■ Exercise details: Reproduce word for word the lines of the material below, from the line containing "Double-check for me: the rear" through the line containing "[1019,418,1344,478]", including both of those lines.

■ Stored records:
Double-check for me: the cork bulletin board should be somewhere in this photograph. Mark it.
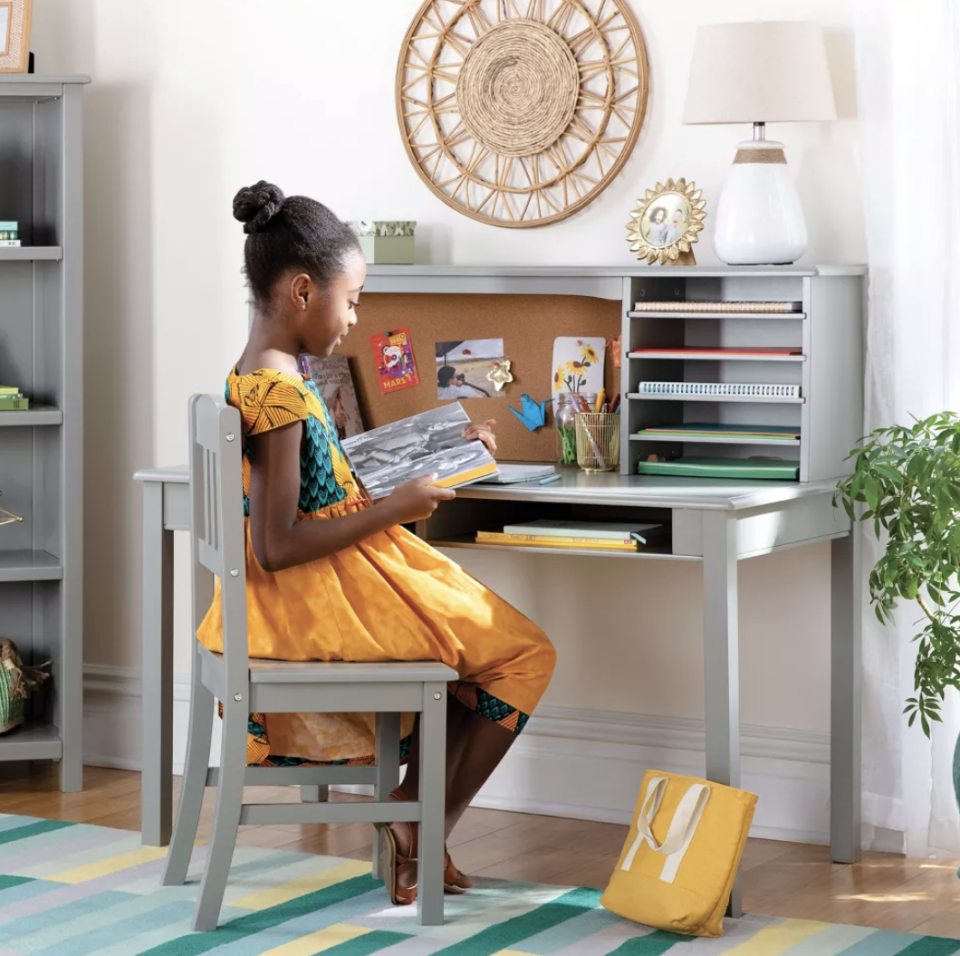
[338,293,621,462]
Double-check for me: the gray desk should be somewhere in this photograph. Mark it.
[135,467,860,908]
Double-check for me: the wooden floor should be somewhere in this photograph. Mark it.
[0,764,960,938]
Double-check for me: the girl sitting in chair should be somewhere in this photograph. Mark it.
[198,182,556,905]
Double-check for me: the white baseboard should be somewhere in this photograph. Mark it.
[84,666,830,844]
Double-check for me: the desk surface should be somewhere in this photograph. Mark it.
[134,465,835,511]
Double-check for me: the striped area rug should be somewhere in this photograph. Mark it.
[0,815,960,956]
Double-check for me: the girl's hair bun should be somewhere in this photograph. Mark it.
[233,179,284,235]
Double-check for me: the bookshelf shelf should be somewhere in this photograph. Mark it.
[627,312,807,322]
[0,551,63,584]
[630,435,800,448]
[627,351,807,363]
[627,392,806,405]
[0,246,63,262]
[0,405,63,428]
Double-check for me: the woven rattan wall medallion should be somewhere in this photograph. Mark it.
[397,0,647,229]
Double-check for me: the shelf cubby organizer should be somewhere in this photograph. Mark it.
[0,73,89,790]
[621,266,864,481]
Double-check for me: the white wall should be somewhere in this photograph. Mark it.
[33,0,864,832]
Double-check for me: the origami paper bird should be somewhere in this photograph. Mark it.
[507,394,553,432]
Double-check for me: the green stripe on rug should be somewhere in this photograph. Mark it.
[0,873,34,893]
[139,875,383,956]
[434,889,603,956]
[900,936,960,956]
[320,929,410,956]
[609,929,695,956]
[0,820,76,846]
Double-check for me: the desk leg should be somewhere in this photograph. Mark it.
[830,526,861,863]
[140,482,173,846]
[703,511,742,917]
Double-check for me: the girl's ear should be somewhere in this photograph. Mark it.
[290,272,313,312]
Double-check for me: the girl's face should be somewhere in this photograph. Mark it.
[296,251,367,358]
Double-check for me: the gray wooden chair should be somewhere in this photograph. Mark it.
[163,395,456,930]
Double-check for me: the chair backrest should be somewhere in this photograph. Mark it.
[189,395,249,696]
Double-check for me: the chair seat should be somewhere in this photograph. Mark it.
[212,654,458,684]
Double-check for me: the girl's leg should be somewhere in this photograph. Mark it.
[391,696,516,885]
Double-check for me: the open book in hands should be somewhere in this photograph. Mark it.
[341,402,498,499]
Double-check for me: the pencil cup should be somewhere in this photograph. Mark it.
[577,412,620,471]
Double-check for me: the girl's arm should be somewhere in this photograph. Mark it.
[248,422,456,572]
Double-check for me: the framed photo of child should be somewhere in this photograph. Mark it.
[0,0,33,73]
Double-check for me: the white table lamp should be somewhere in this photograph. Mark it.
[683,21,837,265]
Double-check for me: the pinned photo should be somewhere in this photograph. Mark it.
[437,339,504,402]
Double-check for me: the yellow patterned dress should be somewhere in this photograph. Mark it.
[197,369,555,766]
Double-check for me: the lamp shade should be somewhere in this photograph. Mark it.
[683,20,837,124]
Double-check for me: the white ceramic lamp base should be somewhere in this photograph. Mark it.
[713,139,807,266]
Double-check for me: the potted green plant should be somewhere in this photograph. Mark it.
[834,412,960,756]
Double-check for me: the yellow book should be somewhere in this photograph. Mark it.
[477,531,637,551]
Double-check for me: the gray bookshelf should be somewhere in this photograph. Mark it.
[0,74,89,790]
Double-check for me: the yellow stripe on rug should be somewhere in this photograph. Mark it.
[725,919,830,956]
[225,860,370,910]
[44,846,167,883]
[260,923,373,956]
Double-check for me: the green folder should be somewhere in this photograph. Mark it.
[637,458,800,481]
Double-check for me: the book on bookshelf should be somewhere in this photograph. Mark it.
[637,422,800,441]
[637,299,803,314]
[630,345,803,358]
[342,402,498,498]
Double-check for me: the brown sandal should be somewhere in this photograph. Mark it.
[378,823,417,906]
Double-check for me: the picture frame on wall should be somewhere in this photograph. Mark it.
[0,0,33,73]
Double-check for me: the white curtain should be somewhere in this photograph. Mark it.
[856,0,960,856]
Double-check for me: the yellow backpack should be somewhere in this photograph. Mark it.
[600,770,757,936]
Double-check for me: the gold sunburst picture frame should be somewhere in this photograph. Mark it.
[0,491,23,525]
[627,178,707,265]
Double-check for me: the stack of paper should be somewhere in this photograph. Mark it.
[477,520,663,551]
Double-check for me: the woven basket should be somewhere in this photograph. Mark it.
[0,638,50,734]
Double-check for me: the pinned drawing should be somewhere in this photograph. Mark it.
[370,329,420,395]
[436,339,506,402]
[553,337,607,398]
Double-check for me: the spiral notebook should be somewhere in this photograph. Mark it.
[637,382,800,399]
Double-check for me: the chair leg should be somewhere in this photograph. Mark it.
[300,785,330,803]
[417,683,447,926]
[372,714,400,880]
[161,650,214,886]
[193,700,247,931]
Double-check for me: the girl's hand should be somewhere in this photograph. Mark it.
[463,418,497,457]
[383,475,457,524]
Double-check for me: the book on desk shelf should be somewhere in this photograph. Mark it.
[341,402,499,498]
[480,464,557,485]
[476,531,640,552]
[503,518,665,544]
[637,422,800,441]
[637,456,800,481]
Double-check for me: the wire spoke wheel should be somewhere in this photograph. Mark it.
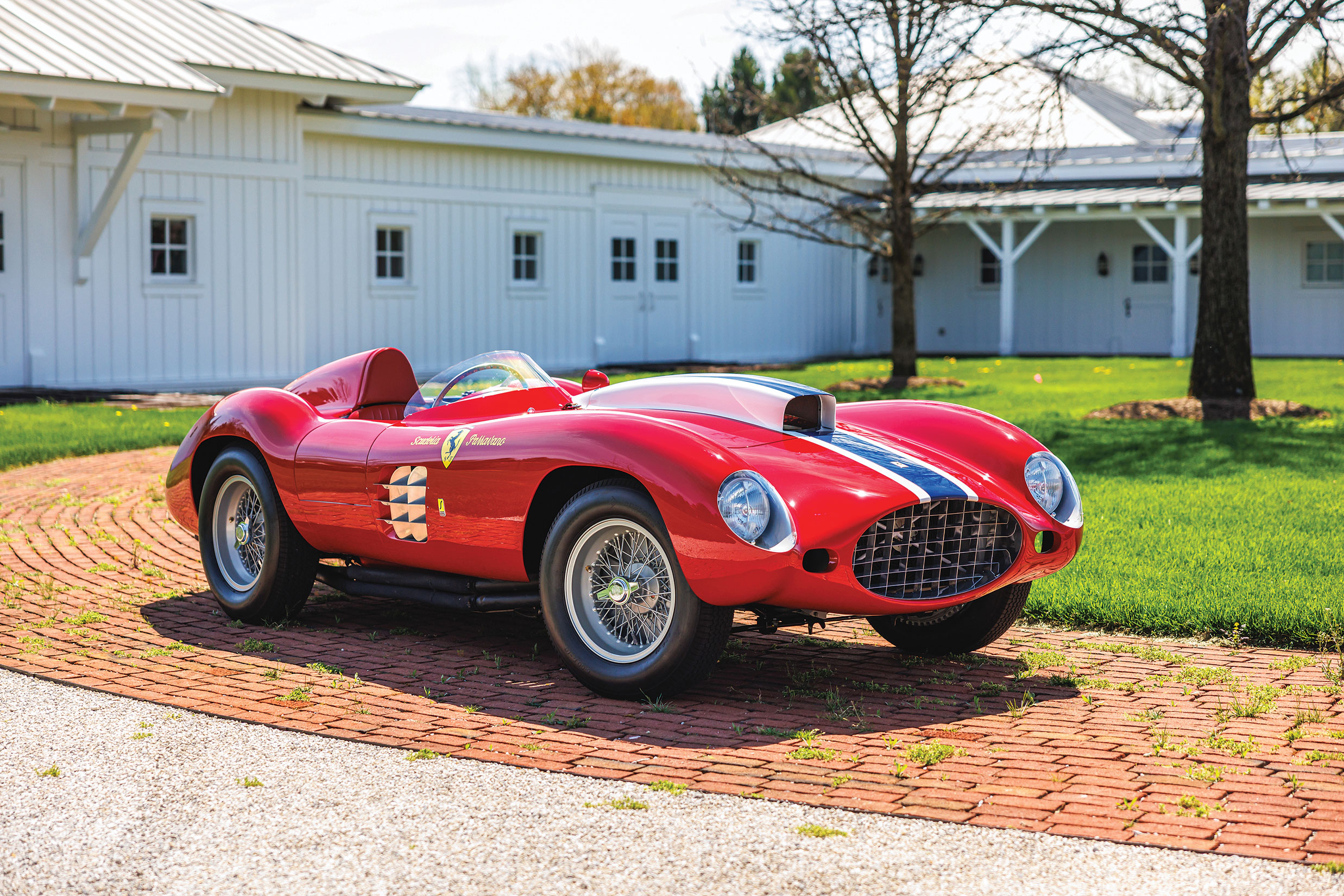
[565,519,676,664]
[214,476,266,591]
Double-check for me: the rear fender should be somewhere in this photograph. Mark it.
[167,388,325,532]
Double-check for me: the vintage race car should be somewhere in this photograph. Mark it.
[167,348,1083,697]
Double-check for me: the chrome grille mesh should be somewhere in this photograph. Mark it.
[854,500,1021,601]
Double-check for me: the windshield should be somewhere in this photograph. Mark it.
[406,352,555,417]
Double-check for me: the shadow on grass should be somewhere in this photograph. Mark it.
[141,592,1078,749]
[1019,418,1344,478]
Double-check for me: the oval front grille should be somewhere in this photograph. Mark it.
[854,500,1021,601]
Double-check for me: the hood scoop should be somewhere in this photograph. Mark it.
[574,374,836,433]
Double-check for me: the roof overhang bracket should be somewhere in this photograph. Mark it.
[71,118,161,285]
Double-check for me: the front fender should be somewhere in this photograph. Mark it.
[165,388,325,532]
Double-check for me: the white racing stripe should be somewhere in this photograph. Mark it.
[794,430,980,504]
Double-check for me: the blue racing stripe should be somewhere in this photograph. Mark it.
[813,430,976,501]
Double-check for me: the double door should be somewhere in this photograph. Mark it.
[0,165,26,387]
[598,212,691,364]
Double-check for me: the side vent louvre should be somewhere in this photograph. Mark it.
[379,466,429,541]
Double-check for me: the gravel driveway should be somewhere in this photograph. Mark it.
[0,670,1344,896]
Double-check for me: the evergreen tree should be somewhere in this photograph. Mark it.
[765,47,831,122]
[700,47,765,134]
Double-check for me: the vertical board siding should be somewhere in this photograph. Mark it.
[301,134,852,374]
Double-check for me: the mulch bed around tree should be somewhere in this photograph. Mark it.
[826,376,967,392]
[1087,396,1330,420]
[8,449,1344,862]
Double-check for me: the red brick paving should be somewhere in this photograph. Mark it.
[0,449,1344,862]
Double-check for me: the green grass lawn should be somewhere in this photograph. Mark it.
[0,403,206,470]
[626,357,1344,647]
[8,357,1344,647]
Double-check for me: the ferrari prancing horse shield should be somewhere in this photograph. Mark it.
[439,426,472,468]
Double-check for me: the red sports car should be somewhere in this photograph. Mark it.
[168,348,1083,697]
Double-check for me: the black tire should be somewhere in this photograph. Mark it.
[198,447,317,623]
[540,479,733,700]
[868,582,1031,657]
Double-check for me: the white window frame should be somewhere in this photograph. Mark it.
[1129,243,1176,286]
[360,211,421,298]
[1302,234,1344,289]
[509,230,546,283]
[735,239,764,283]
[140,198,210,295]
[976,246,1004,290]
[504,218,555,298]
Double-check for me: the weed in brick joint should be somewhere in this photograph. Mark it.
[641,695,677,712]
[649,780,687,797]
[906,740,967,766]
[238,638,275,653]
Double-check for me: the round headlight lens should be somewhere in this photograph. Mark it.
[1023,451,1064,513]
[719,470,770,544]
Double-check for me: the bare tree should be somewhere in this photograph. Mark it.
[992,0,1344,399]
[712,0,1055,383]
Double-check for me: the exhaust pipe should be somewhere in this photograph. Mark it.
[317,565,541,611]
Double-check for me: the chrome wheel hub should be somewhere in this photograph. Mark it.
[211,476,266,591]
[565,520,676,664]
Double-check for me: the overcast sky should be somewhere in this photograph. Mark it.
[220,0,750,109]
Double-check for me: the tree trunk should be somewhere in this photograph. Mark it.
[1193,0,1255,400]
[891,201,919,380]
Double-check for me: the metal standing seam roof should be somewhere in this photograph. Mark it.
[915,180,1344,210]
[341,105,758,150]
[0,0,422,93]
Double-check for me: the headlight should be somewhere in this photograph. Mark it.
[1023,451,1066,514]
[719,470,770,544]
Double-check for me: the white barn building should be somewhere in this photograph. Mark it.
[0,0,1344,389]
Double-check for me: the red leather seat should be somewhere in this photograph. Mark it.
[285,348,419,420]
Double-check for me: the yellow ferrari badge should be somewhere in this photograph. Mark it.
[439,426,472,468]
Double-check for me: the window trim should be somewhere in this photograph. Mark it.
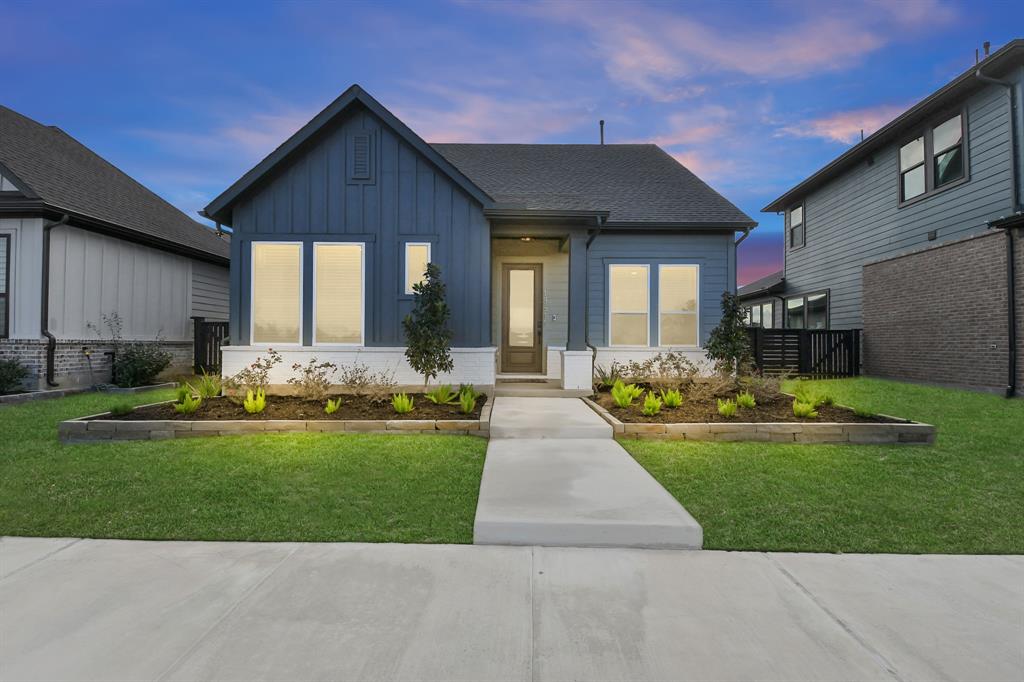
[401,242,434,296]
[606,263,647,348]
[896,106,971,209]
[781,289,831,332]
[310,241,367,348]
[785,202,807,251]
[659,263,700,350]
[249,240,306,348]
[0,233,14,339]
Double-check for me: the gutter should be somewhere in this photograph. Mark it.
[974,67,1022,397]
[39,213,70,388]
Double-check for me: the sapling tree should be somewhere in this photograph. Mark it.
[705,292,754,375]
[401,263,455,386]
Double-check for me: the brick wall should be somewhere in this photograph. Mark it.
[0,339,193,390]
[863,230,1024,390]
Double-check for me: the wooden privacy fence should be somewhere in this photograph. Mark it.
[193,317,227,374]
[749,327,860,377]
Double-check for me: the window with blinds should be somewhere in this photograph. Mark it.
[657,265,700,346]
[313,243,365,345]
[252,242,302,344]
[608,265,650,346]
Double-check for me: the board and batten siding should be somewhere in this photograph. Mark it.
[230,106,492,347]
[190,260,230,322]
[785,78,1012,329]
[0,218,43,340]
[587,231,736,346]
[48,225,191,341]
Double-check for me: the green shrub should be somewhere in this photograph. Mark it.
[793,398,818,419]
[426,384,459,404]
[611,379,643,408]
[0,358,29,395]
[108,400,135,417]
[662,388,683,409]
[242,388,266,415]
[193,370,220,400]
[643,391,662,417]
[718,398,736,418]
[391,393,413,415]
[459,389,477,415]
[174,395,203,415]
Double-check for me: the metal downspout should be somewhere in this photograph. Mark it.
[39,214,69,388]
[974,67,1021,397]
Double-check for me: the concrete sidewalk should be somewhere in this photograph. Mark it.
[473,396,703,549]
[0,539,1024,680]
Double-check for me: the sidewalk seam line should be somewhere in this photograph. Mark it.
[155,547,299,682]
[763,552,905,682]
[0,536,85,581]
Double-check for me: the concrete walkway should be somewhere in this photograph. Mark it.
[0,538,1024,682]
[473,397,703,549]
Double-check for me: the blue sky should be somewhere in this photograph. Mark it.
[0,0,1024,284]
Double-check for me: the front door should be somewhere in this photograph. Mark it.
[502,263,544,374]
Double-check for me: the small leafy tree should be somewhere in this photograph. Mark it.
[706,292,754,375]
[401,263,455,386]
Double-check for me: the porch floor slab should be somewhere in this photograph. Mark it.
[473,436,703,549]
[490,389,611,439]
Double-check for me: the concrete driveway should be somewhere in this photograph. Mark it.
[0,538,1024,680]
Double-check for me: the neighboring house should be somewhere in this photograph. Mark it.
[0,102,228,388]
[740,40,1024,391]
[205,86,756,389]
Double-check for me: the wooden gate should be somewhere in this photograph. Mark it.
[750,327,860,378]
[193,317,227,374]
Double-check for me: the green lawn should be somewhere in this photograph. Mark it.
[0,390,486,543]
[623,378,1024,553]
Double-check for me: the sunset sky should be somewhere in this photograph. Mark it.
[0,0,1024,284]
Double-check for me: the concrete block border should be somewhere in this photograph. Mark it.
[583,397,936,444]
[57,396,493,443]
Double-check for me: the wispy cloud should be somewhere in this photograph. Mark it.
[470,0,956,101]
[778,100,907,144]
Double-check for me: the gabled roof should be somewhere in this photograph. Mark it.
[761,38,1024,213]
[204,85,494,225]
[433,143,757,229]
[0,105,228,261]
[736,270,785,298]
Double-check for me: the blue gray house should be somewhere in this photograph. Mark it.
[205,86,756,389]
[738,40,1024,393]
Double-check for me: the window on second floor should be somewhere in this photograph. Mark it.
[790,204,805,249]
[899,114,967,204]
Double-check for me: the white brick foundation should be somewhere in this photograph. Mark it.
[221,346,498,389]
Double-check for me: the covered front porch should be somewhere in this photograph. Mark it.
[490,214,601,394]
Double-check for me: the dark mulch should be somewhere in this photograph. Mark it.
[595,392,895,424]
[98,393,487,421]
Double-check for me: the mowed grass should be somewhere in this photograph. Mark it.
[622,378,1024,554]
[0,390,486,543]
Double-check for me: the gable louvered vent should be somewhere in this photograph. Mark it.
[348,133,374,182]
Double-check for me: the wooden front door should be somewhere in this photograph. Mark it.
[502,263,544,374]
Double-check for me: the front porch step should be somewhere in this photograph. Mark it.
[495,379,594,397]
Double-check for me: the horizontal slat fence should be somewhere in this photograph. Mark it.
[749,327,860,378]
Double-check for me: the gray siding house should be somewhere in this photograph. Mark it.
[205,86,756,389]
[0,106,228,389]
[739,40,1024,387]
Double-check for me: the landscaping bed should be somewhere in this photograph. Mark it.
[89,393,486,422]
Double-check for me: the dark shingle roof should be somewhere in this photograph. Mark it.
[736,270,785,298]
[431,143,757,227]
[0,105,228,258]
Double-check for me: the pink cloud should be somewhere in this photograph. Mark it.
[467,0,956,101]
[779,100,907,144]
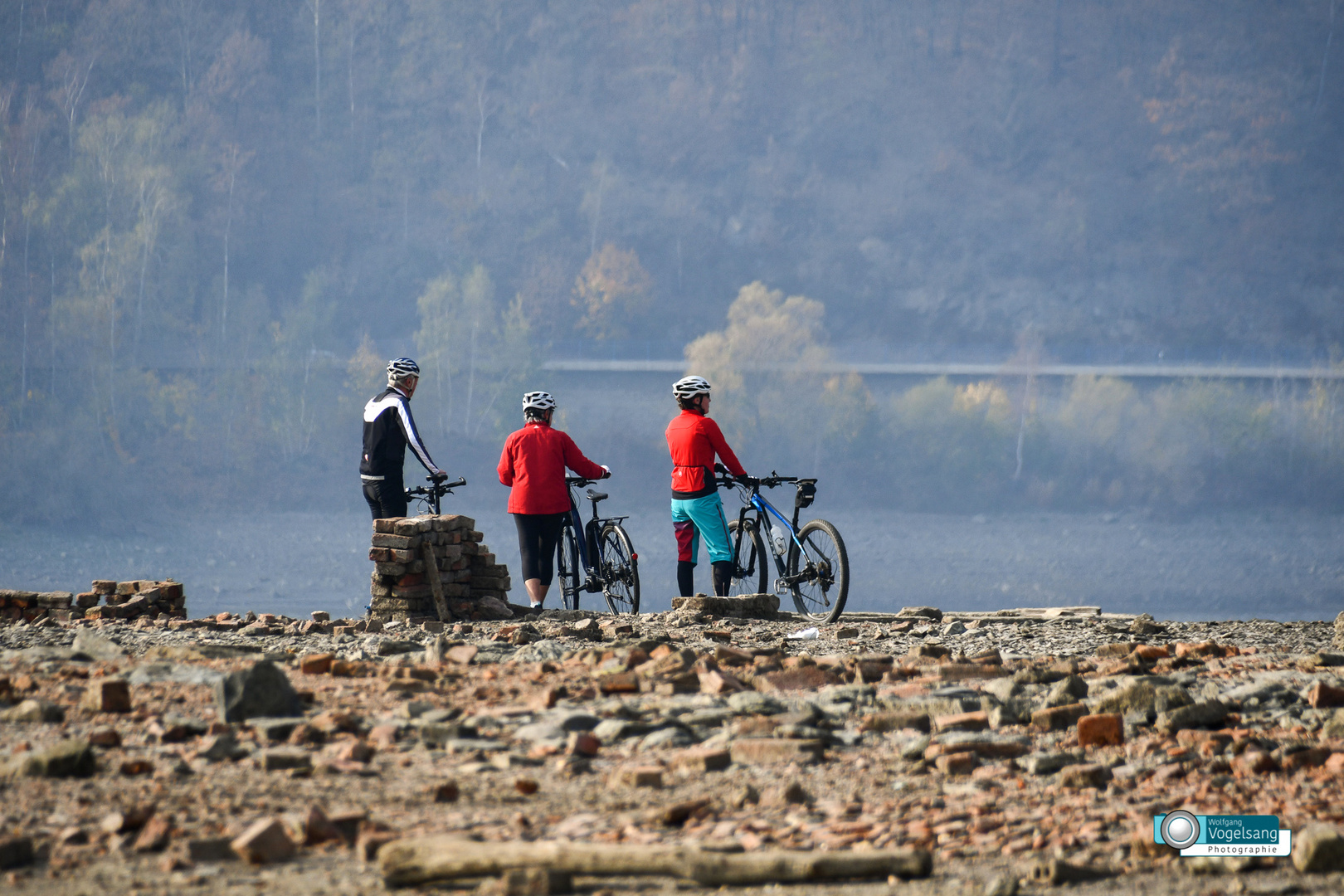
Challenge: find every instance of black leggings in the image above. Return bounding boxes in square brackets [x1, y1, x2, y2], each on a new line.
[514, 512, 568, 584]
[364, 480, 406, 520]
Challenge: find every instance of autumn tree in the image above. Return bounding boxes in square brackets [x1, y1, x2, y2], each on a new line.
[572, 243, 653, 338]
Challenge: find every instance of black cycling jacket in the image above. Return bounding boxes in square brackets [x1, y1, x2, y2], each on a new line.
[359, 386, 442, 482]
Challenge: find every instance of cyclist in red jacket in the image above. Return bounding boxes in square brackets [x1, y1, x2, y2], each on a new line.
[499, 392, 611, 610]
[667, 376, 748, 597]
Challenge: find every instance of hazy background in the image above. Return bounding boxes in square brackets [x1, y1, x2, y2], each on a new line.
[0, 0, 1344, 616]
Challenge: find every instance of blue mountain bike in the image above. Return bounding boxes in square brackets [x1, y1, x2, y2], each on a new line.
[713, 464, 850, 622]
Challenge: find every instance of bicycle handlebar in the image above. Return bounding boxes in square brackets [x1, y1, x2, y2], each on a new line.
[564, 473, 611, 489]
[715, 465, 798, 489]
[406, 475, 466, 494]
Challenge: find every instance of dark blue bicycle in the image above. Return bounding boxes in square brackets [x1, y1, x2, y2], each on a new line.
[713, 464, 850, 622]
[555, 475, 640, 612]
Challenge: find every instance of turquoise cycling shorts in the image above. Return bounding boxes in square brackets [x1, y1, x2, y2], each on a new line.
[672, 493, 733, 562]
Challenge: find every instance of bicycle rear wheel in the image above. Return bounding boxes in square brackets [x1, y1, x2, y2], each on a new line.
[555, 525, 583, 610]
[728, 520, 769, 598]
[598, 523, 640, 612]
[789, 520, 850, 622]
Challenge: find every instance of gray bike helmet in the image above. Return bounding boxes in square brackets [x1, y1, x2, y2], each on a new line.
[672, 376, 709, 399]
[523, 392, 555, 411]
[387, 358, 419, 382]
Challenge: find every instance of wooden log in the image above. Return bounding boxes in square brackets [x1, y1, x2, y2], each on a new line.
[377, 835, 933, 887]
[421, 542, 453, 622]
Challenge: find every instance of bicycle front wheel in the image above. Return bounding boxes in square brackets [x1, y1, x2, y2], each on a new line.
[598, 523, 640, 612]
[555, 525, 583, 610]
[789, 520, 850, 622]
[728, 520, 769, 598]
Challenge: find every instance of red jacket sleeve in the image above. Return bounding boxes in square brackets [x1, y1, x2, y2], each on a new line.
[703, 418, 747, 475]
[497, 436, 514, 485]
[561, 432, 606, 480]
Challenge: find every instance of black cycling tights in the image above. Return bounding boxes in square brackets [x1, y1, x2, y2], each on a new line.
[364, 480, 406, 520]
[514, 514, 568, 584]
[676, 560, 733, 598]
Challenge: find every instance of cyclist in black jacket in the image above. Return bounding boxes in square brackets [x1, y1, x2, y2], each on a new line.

■ Answer to this task:
Double-check for me: the rear fender should be somewhere in this photograph. Mark it.
[167,388,325,532]
Double-check for me: the vintage race car should be somewhere in this photograph. Mark it.
[167,348,1083,697]
Double-check for me: the chrome grille mesh should be somewhere in this photograph. Mark it.
[854,500,1021,601]
Double-check for me: the windshield should be somewhere in this photograph. Mark it.
[406,352,555,417]
Double-check for me: the shadow on grass should be somewhere in this photograph. Mark it.
[141,592,1078,749]
[1019,418,1344,478]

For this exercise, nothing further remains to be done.